Job → Format every line of the rows below as a JSON list of strings, one string per line, with blank lines skipped and the pictures left out.

Supplied data →
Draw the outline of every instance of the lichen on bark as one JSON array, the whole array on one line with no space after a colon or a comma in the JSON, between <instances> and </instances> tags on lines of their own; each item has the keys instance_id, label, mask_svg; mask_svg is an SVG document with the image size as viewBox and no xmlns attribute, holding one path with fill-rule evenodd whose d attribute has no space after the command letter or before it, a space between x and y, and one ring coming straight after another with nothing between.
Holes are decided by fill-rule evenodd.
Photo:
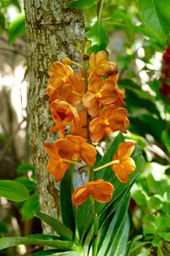
<instances>
[{"instance_id":1,"label":"lichen on bark","mask_svg":"<svg viewBox=\"0 0 170 256\"><path fill-rule=\"evenodd\" d=\"M32 163L36 169L41 211L60 218L59 190L54 178L46 170L45 141L54 142L49 133L53 125L48 113L48 68L52 62L66 55L80 59L75 49L76 41L84 38L84 19L82 11L64 8L63 0L24 0L26 13L28 70L30 89L28 110ZM52 233L43 224L43 232Z\"/></svg>"}]
</instances>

Output →
[
  "Draw the outline of every instance of the lichen on bark as one JSON array, the whole array on one line with no space after a colon or a comma in the JSON, between <instances> and </instances> tags on lines of their own; each item has the keys instance_id, label, mask_svg; mask_svg is an SVG document with the image size as viewBox and no xmlns attribute, holding one path with fill-rule evenodd whose d attribute has no space after the command letter or before it, a space between x and y, and one ring coming straight after another with nothing between.",
  "Holes are decided by fill-rule evenodd.",
  "Photo:",
  "<instances>",
  "[{\"instance_id\":1,\"label\":\"lichen on bark\",\"mask_svg\":\"<svg viewBox=\\\"0 0 170 256\\\"><path fill-rule=\\\"evenodd\\\" d=\\\"M32 163L36 169L41 211L60 218L59 190L54 178L46 170L45 141L54 142L49 133L53 125L48 113L48 68L52 62L66 55L80 59L75 49L76 41L84 38L84 19L82 11L64 8L63 0L24 0L26 13L28 70L30 89L28 110ZM52 233L43 224L43 232Z\\\"/></svg>\"}]",
  "</instances>"
]